Goal: Transcribe the stretch of the examples passage from "for some \(\gamma" through "polynomial \(\gamma \).", keeping every symbol and formula unchanged.
## Start Text segment
Now the assertion follows from arguments similar to those in the proof of Theorem 1. \(\square \)

3.3 Examples

Example 1

When \(r=1\), i.e. V is a hypersurface, Remark 2 yields

$$\begin{aligned} f(x)=H(x)-\varphi (x)\cdot \nabla \varphi (x). \end{aligned}$$

If \({{\widetilde{V}}}\) is a compact and smooth connected component then \(\nabla \varphi \) does not vanish on \({\widetilde{V}}\), hence Theorem 1 is applicable.

  • As for a concrete example, let \(\varphi =x^2+y^2-1\), i.e. \(\mathcal {V}(\varphi )\) is a planar circle. In this case we explicitly have

    $$\begin{aligned} f=\gamma \cdot \begin{pmatrix} -2y\\ 2x \end{pmatrix}-(x^2+y^2-1)\cdot \begin{pmatrix} 2x\\ 2y \end{pmatrix} \end{aligned}$$

    for some \(\gamma \in R\). Note that f admits the stationary point (0, 0) and therefore, \(\mathcal {V}(\varphi )\) is not a globally attracting set.

  • For a second example consider the variety \(V=\mathcal {V}(y^2-x(x+1)(x+2))\subseteq {\mathbb {R}}^2\) (an elliptic curve) which is irreducible and smooth of dimension 1, with two connected components. Here we have

    $$\begin{aligned} f=\gamma \cdot \begin{pmatrix} -2y\\ -(3x^2+6x+2) \end{pmatrix}-(y^2-x(x+1)(x+2))\cdot \begin{pmatrix} -(3x^2+6x+2)\\ 2y \end{pmatrix} \end{aligned}$$

    with some polynomial \(\gamma \).
## End Text segment
## Start Entries shown
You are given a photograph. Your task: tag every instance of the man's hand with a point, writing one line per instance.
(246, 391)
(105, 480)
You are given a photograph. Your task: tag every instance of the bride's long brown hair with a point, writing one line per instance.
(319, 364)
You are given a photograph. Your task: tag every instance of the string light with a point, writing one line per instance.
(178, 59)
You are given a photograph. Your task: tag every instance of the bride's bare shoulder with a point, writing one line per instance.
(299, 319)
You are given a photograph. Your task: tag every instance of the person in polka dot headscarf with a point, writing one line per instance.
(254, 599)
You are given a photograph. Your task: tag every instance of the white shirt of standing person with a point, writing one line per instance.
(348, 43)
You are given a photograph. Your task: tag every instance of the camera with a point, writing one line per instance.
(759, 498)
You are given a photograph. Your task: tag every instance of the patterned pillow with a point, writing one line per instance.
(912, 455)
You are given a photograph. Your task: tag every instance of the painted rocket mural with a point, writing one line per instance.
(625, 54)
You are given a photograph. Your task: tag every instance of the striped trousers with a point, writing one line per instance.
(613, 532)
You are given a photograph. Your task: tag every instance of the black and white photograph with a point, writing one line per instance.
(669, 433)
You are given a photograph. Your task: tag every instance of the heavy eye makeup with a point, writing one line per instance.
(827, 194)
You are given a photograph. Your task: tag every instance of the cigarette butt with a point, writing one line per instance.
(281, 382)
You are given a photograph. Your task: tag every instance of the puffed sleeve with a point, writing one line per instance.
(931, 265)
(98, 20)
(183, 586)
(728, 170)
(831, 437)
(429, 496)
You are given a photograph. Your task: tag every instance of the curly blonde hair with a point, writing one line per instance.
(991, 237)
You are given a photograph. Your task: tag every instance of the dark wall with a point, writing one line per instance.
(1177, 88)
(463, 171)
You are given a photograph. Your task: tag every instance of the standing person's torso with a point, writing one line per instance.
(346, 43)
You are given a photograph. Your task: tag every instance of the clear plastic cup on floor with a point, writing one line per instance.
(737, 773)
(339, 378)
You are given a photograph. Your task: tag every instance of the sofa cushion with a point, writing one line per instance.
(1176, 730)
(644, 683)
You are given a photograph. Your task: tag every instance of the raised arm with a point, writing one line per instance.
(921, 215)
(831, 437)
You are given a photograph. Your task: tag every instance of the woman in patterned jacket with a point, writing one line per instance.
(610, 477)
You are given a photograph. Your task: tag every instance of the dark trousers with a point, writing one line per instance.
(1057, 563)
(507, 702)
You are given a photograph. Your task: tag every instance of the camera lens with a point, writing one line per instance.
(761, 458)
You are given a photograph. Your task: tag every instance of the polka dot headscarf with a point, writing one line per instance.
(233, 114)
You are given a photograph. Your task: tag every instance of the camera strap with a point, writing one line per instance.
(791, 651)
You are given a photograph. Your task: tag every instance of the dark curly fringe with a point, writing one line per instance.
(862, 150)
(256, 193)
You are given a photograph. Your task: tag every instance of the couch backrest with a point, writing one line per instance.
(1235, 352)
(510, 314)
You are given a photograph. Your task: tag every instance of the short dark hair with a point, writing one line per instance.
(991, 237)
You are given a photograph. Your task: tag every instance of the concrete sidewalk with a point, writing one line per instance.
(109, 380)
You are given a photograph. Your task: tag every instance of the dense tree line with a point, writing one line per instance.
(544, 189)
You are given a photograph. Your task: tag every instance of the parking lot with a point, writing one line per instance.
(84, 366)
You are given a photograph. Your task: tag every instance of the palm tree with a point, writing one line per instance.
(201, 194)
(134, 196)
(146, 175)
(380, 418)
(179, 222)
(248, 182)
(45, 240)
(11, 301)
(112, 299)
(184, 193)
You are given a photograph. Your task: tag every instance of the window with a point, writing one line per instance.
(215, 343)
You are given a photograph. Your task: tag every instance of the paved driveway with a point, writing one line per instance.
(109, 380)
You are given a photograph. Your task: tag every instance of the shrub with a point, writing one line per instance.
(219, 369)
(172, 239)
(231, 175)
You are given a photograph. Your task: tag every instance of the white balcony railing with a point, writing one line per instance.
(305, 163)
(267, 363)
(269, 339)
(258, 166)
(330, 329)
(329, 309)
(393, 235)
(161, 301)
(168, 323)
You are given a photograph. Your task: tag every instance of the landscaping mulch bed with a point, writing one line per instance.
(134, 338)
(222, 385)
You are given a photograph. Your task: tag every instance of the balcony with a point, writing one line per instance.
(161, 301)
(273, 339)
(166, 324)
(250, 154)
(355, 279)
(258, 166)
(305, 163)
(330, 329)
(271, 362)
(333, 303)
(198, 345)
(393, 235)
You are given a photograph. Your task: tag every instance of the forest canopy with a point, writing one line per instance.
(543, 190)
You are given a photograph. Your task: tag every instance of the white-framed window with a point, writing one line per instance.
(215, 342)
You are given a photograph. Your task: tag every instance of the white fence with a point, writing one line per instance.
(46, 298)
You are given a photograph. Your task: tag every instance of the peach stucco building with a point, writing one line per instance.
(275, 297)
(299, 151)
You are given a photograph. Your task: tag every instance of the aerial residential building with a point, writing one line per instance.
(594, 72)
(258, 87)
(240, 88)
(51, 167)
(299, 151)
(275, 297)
## End Entries shown
Problem solution:
for some \(\gamma \in R\). Note that f admits the stationary point (0, 0) and therefore, \(\mathcal {V}(\varphi )\) is not a globally attracting set.

  • For a second example consider the variety \(V=\mathcal {V}(y^2-x(x+1)(x+2))\subseteq {\mathbb {R}}^2\) (an elliptic curve) which is irreducible and smooth of dimension 1, with two connected components. Here we have

    $$\begin{aligned} f=\gamma \cdot \begin{pmatrix} -2y\\ -(3x^2+6x+2) \end{pmatrix}-(y^2-x(x+1)(x+2))\cdot \begin{pmatrix} -(3x^2+6x+2)\\ 2y \end{pmatrix} \end{aligned}$$

    with some polynomial \(\gamma \).